- **EXCERTO PARA LER**

Através da primeira questão, o órgão jurisdicional de reenvio pretende saber, no essencial, se o artigo 889.o, n.o 1, primeiro parágrafo, segundo travessão, do Regulamento n.o 2454/93 deve ser interpretado no sentido de que se opõe a um pedido de reembolso de direitos quando foi solicitado e concedido um regime pautal preferencial quando da colocação em livre prática das mercadorias e foi só ulteriormente, no âmbito de uma verificação a posteriori ocorrida depois do termo do regime pautal preferencial e o restabelecimento do direito normalmente devido, que as autoridades do Estado de importação procederam à cobrança da diferença relativa ao direito aduaneiro aplicável às mercadorias originárias de países terceiros.

36

Há que declarar a este respeito, como salienta de resto o órgão jurisdicional de reenvio no pedido de decisão prejudicial, que a exceção à aplicação do artigo 236.o do código aduaneiro prevista no artigo 889.o, n.o 1, primeiro parágrafo, segundo travessão, do Regulamento n.o 2454/93 visa, segundo o teor desta última disposição, apenas os casos em que uma mercadoria é colocada em livre prática nos termos do direito aduaneiro normalmente devido, mas que na sequência de um direito aduaneiro reduzido, ou mesmo uma isenção aduaneira, podia ser invocado por força, por exemplo, de um regime preferencial.

- **MATERIAL FORNECIDO**
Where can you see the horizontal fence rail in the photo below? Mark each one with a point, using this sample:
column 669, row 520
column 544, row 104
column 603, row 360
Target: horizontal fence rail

- **TAREFA PEDIDA A**
Diga se cada afirmação seguinte está de acordo com o excerto sobre o reembolso de direitos aduaneiros, respondendo sim ou não e citando textualmente as palavras do excerto que o decidem. (i) A exceção prevista no artigo 889.o visa apenas os casos em que uma mercadoria é colocada em livre prática nos termos do direito aduaneiro normalmente devido. (ii) A cobrança da diferença relativa ao direito aduaneiro foi feita pelas autoridades do Estado de exportação. (iii) O órgão jurisdicional de reenvio coloca o problema na sua segunda questão.
- **TAREFA PEDIDA B**
Prossiga o excerto sobre o reembolso de direitos aduaneiros a partir da última frase apresentada.

- **RESPOSTA CORRETA A**
(i) Sim: «visa, segundo o teor desta última disposição, apenas os casos em que uma mercadoria é colocada em livre prática nos termos do direito aduaneiro normalmente devido».
(ii) Não: «as autoridades do Estado de importação procederam à cobrança da diferença».
(iii) Não: «Através da primeira questão, o órgão jurisdicional de reenvio pretende saber».

- **RESPOSTA CORRETA B**
37

Por conseguinte, numa situação como a do processo principal, quando um regime pautal preferencial foi pedido e concedido quando da colocação em livre prática das mercadorias e só foi posteriormente, no âmbito de uma verificação a posteriori ocorrida depois do termo do regime pautal preferencial e o restabelecimento do direito normalmente devido, que as autoridades do Estado de importação procederam à cobrança da diferença relativa ao direito aduaneiro aplicável às mercadorias originárias de países terceiros, o artigo 889.o, n.o 1, primeiro parágrafo, segundo travessão, do Regulamento n.o 2454/93 não pode impedir um pedido de reembolso da referida diferença.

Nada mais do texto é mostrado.